-- TASK INSTRUCTIONS --
Render the lines in the entries from the line containing "What to detect: handbag" to the line containing "26,305 -> 38,322", both included, as a numbered list with blank lines omitted.

(Entries on locating named things)
● ● ● ● ●
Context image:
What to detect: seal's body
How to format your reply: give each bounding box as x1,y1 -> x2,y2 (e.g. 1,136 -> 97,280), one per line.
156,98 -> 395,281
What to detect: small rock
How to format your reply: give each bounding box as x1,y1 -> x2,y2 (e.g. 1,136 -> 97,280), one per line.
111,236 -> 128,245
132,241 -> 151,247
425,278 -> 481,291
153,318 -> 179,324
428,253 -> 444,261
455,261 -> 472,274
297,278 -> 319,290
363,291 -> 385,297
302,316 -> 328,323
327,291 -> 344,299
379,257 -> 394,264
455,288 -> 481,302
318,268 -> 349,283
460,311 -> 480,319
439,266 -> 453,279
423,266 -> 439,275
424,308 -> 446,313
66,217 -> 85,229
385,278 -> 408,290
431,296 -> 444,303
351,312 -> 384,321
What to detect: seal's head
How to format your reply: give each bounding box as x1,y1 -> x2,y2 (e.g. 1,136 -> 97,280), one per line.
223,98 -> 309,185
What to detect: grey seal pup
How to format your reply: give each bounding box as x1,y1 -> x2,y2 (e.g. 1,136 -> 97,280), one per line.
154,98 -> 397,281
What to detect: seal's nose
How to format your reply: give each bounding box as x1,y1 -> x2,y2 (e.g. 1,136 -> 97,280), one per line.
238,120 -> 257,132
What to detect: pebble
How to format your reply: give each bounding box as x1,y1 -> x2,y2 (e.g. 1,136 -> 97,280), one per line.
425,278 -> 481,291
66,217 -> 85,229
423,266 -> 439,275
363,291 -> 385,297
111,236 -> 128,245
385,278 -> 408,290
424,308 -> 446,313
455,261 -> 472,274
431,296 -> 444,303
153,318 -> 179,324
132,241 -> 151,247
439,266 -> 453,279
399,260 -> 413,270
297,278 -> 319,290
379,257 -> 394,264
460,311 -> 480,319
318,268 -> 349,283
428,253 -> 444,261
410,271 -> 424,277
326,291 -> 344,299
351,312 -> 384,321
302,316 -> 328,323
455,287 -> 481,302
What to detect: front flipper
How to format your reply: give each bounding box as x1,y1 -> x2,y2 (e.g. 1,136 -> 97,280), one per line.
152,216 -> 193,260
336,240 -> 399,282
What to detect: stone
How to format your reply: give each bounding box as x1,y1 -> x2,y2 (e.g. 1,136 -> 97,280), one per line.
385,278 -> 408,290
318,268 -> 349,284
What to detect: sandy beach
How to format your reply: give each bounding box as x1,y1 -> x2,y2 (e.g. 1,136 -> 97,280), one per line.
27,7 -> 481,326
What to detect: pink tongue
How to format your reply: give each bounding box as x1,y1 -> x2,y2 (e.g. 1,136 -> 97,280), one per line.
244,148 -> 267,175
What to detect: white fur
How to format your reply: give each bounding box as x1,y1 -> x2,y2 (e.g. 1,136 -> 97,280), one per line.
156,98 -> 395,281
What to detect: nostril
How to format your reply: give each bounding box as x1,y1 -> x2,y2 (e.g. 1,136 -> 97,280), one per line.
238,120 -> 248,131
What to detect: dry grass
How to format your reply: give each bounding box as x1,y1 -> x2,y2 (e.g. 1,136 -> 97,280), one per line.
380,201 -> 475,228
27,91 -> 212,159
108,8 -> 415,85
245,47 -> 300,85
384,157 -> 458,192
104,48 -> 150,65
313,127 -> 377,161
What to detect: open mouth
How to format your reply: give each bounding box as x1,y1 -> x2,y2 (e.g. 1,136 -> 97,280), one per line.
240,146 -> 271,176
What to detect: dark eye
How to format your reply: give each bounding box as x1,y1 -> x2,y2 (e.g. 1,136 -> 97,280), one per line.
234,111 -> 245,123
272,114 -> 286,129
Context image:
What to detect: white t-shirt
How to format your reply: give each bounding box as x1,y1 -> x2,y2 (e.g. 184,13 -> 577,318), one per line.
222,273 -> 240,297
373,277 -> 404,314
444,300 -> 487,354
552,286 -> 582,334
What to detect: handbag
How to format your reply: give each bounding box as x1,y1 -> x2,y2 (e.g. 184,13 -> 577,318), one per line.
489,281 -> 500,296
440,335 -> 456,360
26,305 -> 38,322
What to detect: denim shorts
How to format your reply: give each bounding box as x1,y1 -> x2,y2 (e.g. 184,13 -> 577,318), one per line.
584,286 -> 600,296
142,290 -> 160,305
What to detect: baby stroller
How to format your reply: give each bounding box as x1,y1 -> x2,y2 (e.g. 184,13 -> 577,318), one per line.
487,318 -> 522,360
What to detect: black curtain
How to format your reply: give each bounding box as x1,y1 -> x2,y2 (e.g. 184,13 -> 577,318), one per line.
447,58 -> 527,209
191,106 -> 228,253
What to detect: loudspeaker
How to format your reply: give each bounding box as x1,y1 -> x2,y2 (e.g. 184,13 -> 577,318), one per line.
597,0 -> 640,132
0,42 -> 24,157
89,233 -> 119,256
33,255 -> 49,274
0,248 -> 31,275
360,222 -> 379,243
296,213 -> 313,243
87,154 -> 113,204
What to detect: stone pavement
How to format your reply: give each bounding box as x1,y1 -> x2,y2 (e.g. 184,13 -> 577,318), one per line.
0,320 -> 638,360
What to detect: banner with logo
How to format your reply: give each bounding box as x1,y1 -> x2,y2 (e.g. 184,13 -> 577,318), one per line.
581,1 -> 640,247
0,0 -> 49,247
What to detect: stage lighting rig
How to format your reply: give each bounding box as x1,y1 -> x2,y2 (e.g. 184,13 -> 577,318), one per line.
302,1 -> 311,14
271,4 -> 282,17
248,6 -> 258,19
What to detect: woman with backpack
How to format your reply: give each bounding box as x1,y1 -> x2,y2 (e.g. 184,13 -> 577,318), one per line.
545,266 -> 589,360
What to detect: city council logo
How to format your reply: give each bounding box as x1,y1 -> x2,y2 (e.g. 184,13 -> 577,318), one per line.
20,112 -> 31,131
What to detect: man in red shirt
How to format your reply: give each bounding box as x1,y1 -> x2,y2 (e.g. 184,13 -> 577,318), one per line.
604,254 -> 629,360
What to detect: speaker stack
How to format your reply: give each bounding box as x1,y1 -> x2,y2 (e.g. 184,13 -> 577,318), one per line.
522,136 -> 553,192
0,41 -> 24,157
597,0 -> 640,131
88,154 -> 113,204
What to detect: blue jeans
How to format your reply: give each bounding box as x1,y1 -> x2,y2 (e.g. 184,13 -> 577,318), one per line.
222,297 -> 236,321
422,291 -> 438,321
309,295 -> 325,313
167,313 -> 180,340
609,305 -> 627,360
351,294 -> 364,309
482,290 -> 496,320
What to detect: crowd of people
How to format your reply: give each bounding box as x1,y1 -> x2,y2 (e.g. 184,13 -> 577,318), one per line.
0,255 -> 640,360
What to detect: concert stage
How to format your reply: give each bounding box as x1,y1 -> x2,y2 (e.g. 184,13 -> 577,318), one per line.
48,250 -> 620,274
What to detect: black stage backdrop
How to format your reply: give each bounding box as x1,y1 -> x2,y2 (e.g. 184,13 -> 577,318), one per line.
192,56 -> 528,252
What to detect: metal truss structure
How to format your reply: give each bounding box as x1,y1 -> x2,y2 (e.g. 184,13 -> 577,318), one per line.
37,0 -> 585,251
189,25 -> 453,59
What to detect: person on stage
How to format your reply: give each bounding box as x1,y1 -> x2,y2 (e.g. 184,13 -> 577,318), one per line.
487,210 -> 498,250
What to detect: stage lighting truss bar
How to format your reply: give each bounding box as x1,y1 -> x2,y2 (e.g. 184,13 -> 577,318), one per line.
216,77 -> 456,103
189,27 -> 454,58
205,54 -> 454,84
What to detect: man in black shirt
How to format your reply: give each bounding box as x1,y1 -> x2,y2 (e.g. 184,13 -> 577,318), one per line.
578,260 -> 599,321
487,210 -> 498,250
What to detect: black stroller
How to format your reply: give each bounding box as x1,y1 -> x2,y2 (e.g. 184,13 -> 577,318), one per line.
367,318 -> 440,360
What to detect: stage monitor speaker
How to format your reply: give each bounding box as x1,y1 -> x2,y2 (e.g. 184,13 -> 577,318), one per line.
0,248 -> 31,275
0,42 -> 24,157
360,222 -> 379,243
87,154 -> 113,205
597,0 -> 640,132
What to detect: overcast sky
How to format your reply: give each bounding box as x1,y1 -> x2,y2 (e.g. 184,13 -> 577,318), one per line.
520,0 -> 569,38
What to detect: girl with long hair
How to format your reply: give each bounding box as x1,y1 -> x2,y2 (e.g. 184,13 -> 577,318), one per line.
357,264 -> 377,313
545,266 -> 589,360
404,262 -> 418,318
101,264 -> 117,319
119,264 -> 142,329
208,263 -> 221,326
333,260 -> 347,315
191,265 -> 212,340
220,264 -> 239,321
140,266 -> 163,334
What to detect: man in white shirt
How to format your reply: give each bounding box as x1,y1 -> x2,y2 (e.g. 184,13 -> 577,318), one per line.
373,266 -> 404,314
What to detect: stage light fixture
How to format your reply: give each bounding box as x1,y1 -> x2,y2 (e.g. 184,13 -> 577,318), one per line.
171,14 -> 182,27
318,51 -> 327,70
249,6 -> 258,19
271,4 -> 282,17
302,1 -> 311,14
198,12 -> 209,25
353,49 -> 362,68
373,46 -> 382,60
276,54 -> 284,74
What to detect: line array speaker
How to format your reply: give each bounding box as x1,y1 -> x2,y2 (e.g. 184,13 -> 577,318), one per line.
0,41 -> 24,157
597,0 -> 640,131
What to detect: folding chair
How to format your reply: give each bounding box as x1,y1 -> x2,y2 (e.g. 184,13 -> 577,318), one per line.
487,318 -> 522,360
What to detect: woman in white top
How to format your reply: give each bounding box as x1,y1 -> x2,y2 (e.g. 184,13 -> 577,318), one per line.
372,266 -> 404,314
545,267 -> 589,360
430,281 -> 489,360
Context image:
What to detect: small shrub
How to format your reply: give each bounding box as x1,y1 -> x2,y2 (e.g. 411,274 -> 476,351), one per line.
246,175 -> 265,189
● ● ● ● ●
-- EXERCISE RESPONSE --
1. What to detect: handbag
2. How to format your reply: give each bounding box as x1,y1 -> x2,y2 (e.g. 184,13 -> 577,318), one per line.
3. 489,281 -> 500,296
4. 440,335 -> 456,360
5. 26,305 -> 38,322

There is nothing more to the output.